Supplied passage:
BEGIN

# Modesto, CA - house for rent



## HappyPuppy (Oct 11, 2007)

(wasn't sure where to put this...) We have FINALLY gotten my Dad's house in Modesto all fixed up and ready to rent. On the off chance that someone on here lives may be looking in Modesto, it's a 3 bedroom on a cul de sac with a fair amount of yard. Park nearby and 3 schools. We are allowing pets and kids if well behaved.


----------



## bahamutt99 (May 14, 2008)

Like. I wish somebody would post an APBT-friendly house for rent within 20 miles of Lubbock, TX.


----------



## HappyPuppy (Oct 11, 2007)

I hear you! Unfortunately for me, no one on these forums seems to live in BFE Modesto...


----------



## American_Pit13 (Apr 23, 2007)

If I had a job in Modesto I would!


----------



## bahamutt99 (May 14, 2008)

END

Work to complete:
A - Repeat word for word the part of the Modesto rental thread starting with "# Modesto, CA" and going on through "if well behaved.".
B - Finish out the next part of the Modesto rental thread, picking up after its last line.

[Point labeling dataset excerpts]

BEGIN

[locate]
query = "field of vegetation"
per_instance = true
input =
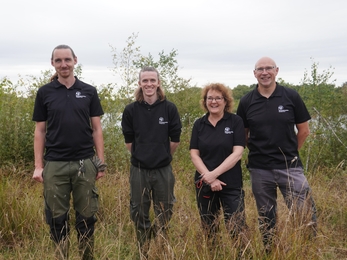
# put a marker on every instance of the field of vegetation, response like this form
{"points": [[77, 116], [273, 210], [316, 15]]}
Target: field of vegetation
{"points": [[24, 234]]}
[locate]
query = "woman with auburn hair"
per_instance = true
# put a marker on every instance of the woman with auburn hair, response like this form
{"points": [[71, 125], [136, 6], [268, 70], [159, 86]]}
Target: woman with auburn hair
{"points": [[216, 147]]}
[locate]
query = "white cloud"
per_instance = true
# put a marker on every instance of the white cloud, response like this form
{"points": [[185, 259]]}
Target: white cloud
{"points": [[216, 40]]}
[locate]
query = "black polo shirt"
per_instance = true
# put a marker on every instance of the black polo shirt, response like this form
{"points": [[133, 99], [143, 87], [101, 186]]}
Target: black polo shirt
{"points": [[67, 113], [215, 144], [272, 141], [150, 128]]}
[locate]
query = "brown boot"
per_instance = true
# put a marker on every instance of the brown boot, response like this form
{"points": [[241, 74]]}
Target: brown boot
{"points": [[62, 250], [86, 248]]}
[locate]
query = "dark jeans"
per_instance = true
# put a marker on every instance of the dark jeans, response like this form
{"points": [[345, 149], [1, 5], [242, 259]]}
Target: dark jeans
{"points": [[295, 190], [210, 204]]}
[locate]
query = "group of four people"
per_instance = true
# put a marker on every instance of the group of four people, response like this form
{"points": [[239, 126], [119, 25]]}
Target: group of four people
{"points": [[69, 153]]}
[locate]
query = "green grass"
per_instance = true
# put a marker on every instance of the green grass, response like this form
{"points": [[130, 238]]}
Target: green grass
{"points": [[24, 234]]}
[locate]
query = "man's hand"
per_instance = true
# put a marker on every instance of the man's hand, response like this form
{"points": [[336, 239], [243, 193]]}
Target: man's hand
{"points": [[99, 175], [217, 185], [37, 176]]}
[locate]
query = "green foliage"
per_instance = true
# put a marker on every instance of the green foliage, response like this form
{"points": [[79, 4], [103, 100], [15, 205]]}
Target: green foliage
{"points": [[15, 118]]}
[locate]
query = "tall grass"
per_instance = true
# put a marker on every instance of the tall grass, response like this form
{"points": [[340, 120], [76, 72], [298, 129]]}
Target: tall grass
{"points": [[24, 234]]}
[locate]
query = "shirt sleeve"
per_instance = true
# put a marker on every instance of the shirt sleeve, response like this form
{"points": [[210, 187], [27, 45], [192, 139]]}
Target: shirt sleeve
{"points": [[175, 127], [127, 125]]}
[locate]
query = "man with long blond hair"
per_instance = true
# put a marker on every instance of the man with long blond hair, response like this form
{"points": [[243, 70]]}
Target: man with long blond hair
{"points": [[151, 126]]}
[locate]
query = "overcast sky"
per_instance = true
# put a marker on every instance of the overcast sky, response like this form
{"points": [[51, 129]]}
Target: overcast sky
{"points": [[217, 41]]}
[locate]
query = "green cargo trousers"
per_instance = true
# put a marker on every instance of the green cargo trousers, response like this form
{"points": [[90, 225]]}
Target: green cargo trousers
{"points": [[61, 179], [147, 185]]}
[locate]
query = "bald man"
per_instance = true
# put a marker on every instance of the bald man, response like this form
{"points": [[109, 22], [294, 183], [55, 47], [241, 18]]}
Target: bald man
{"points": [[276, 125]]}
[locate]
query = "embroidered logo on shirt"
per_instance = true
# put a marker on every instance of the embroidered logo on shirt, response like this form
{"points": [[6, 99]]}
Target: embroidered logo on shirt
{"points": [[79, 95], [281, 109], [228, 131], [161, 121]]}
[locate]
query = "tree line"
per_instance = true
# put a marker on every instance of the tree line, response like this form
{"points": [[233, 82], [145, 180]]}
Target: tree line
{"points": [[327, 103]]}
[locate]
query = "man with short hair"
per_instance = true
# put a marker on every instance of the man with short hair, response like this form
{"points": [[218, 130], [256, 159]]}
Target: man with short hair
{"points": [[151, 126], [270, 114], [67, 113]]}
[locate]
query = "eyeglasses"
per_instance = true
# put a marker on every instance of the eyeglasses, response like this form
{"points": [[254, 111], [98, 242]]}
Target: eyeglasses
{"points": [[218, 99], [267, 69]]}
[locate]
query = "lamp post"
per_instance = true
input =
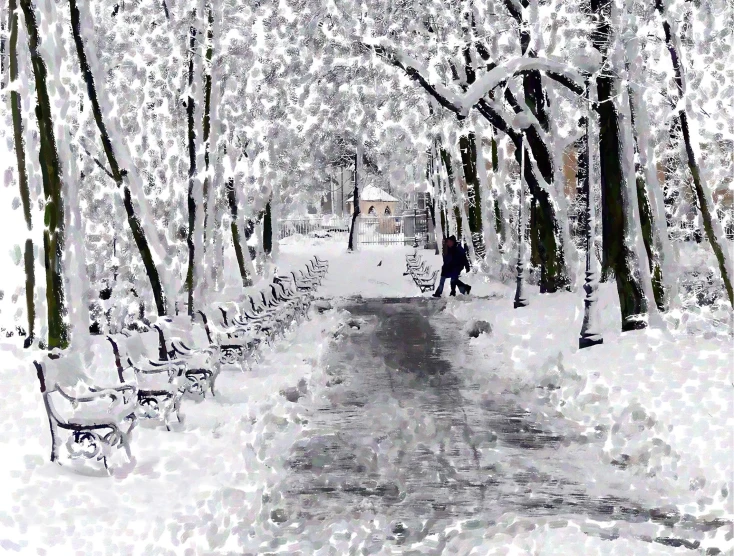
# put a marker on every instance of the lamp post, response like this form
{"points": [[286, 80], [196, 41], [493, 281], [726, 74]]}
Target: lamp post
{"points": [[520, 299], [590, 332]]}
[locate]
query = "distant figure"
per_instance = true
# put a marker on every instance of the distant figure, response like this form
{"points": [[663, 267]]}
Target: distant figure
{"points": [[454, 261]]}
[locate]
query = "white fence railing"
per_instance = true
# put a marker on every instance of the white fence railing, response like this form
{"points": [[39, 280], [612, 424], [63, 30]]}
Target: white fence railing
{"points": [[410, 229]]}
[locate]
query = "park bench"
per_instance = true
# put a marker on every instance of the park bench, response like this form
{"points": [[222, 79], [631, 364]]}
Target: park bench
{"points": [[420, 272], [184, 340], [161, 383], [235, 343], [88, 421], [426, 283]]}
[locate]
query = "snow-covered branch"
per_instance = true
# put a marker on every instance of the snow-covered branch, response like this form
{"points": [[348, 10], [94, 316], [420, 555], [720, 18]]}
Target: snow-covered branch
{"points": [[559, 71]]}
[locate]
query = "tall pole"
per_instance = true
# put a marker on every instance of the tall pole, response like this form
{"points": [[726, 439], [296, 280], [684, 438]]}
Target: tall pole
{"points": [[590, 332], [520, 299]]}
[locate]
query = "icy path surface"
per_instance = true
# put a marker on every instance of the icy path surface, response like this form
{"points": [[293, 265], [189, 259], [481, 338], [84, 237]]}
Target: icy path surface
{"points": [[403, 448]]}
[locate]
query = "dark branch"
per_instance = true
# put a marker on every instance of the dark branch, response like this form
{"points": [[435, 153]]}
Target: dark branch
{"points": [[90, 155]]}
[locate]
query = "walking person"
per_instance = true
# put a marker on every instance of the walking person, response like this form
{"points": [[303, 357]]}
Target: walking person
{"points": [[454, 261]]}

END
BEGIN

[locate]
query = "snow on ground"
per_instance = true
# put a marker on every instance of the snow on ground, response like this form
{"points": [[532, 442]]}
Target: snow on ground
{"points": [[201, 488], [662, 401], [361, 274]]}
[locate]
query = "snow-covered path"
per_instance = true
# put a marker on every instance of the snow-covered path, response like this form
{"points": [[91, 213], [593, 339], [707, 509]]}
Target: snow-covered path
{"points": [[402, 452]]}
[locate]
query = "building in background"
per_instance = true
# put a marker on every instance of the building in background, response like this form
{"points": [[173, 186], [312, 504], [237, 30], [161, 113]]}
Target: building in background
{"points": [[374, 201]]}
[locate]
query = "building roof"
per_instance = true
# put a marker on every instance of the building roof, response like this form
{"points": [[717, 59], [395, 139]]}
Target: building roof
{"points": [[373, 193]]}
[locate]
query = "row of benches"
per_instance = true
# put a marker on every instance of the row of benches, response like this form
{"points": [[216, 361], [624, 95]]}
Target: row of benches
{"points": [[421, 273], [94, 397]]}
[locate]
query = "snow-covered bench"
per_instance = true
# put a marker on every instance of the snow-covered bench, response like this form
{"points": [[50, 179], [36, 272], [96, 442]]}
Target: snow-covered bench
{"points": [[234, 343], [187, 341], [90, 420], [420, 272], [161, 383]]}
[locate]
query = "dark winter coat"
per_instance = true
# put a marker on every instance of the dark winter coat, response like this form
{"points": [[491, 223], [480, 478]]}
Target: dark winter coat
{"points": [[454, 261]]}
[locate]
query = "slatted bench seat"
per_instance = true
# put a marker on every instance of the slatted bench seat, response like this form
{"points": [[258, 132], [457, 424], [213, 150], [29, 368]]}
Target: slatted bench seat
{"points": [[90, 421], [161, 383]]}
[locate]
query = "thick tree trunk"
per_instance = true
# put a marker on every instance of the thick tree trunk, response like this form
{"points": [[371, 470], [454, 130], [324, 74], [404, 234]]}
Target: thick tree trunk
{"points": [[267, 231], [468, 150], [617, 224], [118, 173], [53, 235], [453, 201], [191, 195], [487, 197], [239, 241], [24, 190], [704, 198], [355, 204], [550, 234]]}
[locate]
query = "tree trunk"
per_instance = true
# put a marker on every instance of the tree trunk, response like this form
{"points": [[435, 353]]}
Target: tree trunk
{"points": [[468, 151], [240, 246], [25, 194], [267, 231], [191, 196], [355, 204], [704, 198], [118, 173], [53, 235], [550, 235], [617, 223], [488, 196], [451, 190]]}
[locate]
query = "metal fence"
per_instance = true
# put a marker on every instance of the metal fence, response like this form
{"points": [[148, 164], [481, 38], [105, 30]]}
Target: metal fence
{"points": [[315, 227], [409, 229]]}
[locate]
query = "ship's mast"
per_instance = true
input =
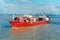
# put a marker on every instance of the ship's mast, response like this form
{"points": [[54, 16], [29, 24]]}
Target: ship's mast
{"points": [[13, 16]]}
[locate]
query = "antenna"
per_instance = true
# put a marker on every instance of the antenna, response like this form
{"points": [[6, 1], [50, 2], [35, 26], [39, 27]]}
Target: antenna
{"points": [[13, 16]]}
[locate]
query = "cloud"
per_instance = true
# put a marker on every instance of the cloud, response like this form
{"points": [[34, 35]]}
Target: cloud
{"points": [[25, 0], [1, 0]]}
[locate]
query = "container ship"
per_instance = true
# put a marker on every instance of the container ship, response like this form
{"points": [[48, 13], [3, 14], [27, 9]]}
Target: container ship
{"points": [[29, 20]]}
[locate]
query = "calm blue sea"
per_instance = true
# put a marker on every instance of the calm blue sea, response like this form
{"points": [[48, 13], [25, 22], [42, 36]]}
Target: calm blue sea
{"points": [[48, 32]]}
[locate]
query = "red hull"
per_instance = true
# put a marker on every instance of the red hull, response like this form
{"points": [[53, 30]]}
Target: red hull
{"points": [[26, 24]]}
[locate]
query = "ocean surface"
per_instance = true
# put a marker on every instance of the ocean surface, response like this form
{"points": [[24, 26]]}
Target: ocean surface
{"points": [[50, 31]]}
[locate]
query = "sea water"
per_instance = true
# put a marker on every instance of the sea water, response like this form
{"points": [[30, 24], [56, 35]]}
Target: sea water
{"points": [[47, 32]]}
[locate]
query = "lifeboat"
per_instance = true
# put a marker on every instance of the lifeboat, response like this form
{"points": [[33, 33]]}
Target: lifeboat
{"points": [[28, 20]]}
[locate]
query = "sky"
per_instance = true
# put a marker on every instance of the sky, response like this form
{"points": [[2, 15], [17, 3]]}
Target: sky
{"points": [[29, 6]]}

END

Answers given:
A -
# Modesto, CA - house for rent



## HappyPuppy (Oct 11, 2007)

(wasn't sure where to put this...) We have FINALLY gotten my Dad's house in Modesto all fixed up and ready to rent. On the off chance that someone on here lives may be looking in Modesto, it's a 3 bedroom on a cul de sac with a fair amount of yard. Park nearby and 3 schools. We are allowing pets and kids if well behaved.

B -
Well, at least I've _heard_ of Modesto. Lots of people are like "Lubb-wha?" LOL!


----------



## gamer (Feb 1, 2010)

Actually I would love to live in Modesto, what is the rent?


----------



## HappyPuppy (Oct 11, 2007)

We're using a rental mgmt agency since we live in so cal - I think it's $1100 with a $300 pet deposit. We just put new laminate flooring in and just laid a new sod section on Sat! It's 3 bedrooms or 2 and a den. Has a kitchen-dining room with a bar/island and a main living room. 2 bath and the fences are a foot above standard. I think at 7 ft!!!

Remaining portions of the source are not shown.